Start of SOURCE TEXT
To purchase this Sefer, click here
In previous times it was only obligatory to wear a Yarmulke upon reciting Hashem’s name or, according to some opinions, when inside a Shul, as will be explained. It was a mere act of piety to wear a Yarmulke during other times. However today it is an obligation to wear a Yarmulke at all times. One may not walk, or even sit, with one’s head uncovered. [This applies even when one is under a roof. One who does not wear a Yarmulke today is considered rebellious and brazen.]
When reciting a blessing: It is forbidden for one to utter any of G-d’s names without a head covering. This applied even in previous times.
Inside a Shul: Some opinions rule it is forbidden to enter into a Synagogue without a head covering, and that this applied even in previous times. They say one is to protest against one who does so.
Is one to wear a head covering while he is sleeping?
End of SOURCE TEXT
Start of SUPPLIED INFORMATION
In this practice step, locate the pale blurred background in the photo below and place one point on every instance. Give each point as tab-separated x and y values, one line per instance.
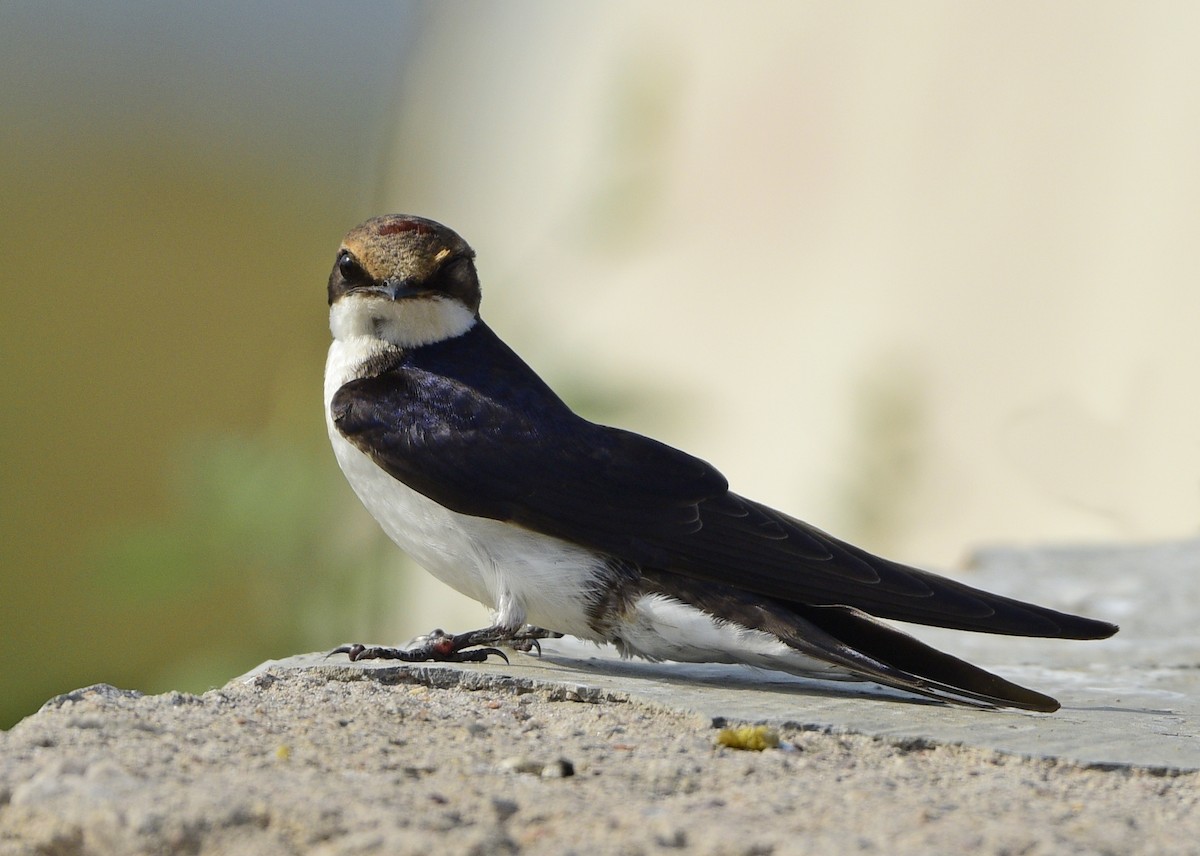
925	275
End of SUPPLIED INFORMATION
(DIRECTION 1)
Using the text on head coverings, explain in one to three sentences why a person today may not sit with an uncovered head, even under a roof.
(DIRECTION 2)
In the text on head coverings, when was wearing a Yarmulke obligatory in previous times?
(DIRECTION 3)
From the text on head coverings, write out the stretch from "To purchase this" through "covering. This applied even in previous times." word for word.

(CORRECT OUTPUT 1)
Wearing a Yarmulke at all times used to be only an act of piety. Today it is an obligation at all times, so one may not walk or even sit with one's head uncovered, even under a roof.

(CORRECT OUTPUT 2)
It was obligatory only when reciting Hashem's name or, according to some opinions, when inside a Shul.

(CORRECT OUTPUT 3)
To purchase this Sefer, click here
In previous times it was only obligatory to wear a Yarmulke upon reciting Hashem’s name or, according to some opinions, when inside a Shul, as will be explained. It was a mere act of piety to wear a Yarmulke during other times. However today it is an obligation to wear a Yarmulke at all times. One may not walk, or even sit, with one’s head uncovered. [This applies even when one is under a roof. One who does not wear a Yarmulke today is considered rebellious and brazen.]
When reciting a blessing: It is forbidden for one to utter any of G-d’s names without a head covering. This applied even in previous times.